> _EXERCISE DETAILS_
Render the lines below as a numbered list, omitting blank lines and leaving the pictures out of your answer.

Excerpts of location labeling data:
---------------
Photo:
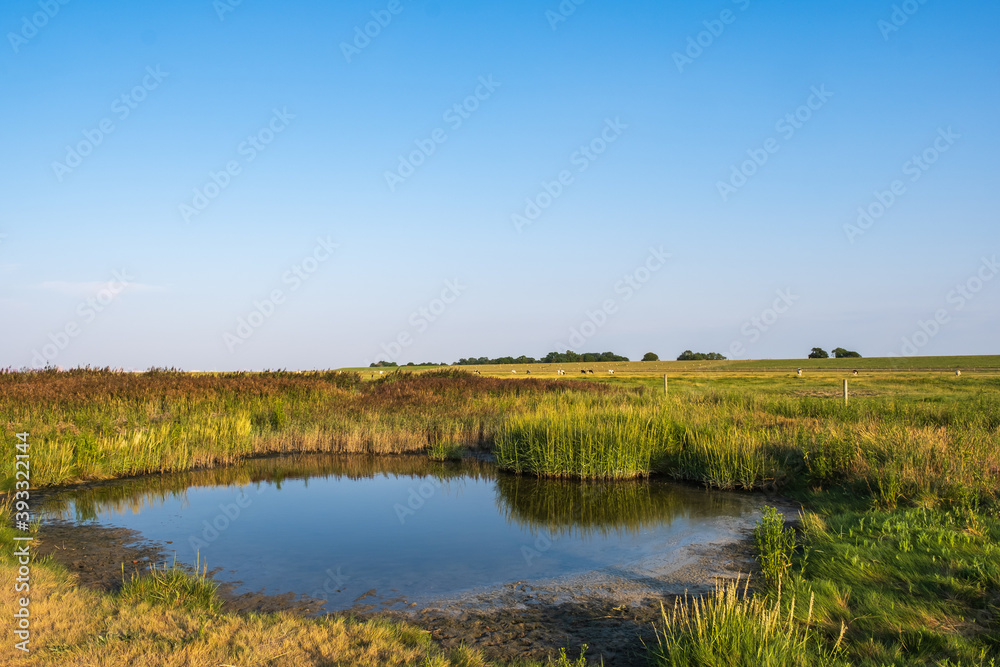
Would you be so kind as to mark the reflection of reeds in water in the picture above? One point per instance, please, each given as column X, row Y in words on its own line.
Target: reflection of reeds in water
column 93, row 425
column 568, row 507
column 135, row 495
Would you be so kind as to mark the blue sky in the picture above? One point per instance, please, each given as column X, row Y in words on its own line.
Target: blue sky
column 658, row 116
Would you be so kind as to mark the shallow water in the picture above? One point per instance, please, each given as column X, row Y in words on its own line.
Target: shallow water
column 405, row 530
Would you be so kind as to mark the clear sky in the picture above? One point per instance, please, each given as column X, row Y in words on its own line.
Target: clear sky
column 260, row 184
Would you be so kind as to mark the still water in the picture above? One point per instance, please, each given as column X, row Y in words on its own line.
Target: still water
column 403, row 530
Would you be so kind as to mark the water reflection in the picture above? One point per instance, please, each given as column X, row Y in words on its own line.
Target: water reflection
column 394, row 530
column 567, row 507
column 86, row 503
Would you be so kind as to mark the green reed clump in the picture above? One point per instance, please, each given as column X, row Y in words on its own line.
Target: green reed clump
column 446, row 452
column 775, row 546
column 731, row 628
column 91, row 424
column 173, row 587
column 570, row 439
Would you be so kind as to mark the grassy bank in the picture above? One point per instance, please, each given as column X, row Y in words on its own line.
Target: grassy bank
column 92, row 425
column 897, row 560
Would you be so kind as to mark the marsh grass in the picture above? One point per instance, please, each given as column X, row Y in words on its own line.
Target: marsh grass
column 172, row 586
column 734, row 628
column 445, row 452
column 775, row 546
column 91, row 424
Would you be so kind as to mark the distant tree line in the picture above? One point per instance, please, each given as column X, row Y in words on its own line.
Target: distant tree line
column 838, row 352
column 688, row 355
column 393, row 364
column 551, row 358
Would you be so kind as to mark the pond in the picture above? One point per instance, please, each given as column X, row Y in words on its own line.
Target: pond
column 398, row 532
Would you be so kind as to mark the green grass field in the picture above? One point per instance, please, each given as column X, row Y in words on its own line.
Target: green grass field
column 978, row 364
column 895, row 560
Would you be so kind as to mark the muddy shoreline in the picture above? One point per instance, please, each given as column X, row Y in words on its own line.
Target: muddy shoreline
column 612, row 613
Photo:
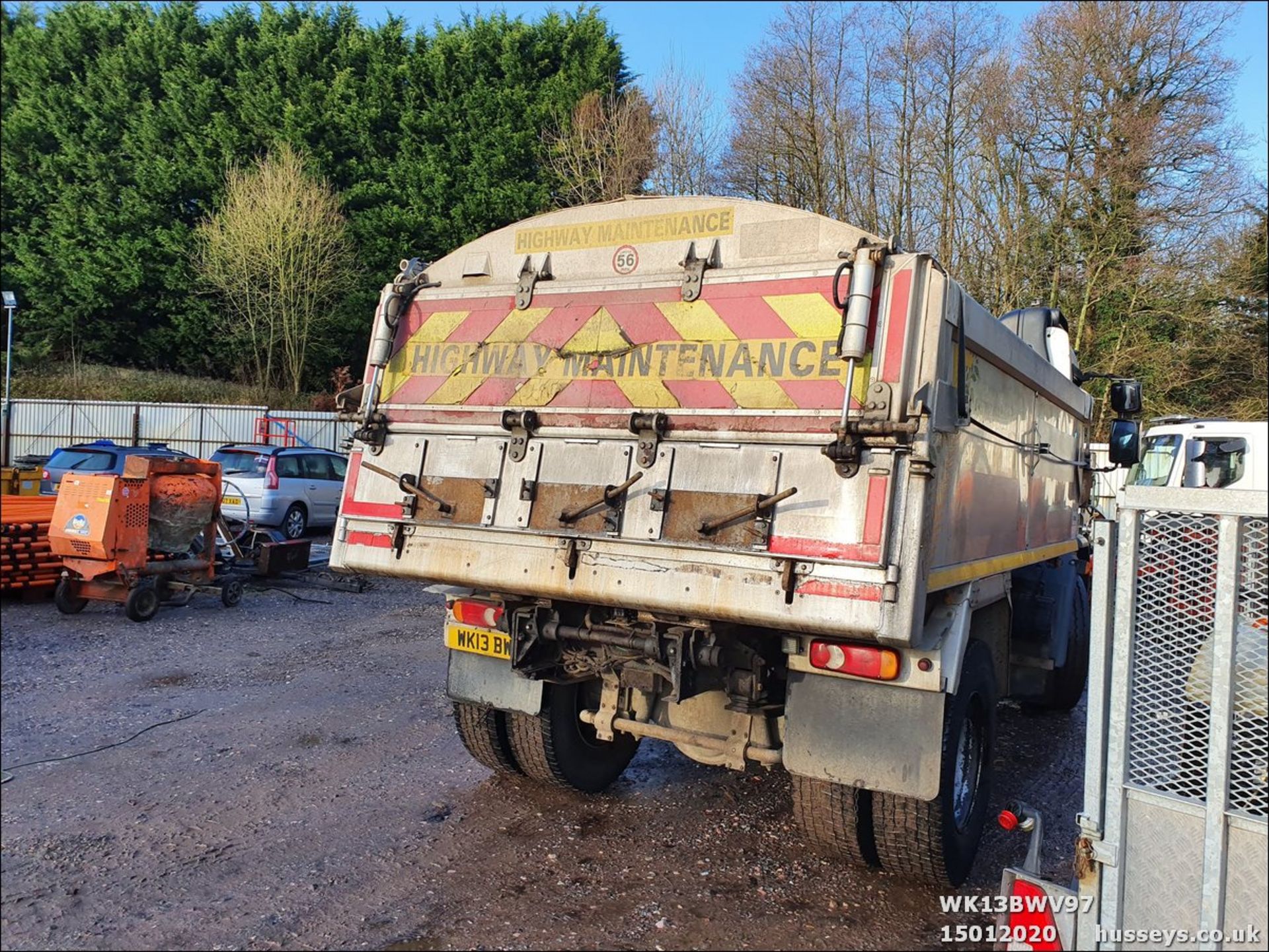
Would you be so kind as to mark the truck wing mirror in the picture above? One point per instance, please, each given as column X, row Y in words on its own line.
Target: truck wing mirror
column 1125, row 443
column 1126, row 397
---------------
> _EXERCISE ANSWER_
1. Photo:
2. Would you be so kind as to mark the reflection of reeds in water in the picture above? One point per instance, please, each given as column X, row Y in words on its own line.
3. Target: reflection of reeds in water
4. column 93, row 425
5. column 568, row 507
6. column 135, row 495
7. Would you be so kind as to mark the blue sky in the picture above? One point per instance, please, each given as column X, row Y in words on its own line.
8. Target: blue sky
9. column 658, row 116
10. Would you be so kind as to mark the shallow water in the picture above? One point per instance, please, each given as column X, row Y in words on its own line.
11. Target: shallow water
12. column 405, row 530
13. Would you be so kind as to mark the clear sky in the picture above? One point per instance, please, each given as column X, row Y in words on its own line.
14. Target: clear sky
15. column 260, row 184
16. Would you be so kind as to mark the still water in the picture above? One point per instance, please, each given as column X, row Y in words on its own line.
17. Target: still water
18. column 403, row 530
19. Would you be so kind as to mark the water reflection in the picture above? One point per instance, please, each given as column X, row Y in words on its own line.
20. Target: water reflection
21. column 394, row 530
22. column 567, row 507
23. column 86, row 503
24. Would you be so kind as to mark the green reed clump in the picture above? One point per instance, please, each given as column X, row Y in words on its own line.
25. Target: green reed clump
26. column 446, row 452
27. column 775, row 546
28. column 731, row 628
29. column 91, row 424
30. column 173, row 587
31. column 570, row 439
32. Would you be so kind as to mark the grassy bank in the picture above? One point per instance, please, each given as column X, row Y in words on its own line.
33. Target: grassy bank
34. column 92, row 425
35. column 897, row 560
36. Would you be so kind as to mark the marsh grass in the picture above? One point per instance, please, each given as column X, row Y in words on its own line.
37. Target: marsh grass
38. column 172, row 586
39. column 734, row 628
40. column 445, row 452
41. column 775, row 546
42. column 91, row 424
43. Would you be so kind as to mark the distant tree line in the picture above? One point per instance, please, each given as column X, row Y in words on its own line.
44. Target: distant tree line
45. column 838, row 352
46. column 688, row 355
47. column 393, row 364
48. column 551, row 358
49. Would you be so kind as to mark the pond in the picture above? One point per instance, please, each given as column X, row Y in words on its own line.
50. Target: pond
51. column 398, row 532
52. Would you be so kind as to mark the green grass field in the picture above? One point per instance, please, each given as column X, row Y in words on its own line.
53. Target: green grass field
54. column 978, row 364
55. column 895, row 560
56. Would you be so kind as to mark the muddy shoreline in the picture above? One point per instance, please, each given as column X, row Y in words on its own line.
57. Target: muddy shoreline
58. column 612, row 613
59. Photo:
60. Would you be so kind as to mark the truck wing mirror in the picture above? One point per instance, please, each given as column X, row Y in words on its own line.
61. Target: truck wing mirror
62. column 1125, row 443
63. column 1126, row 397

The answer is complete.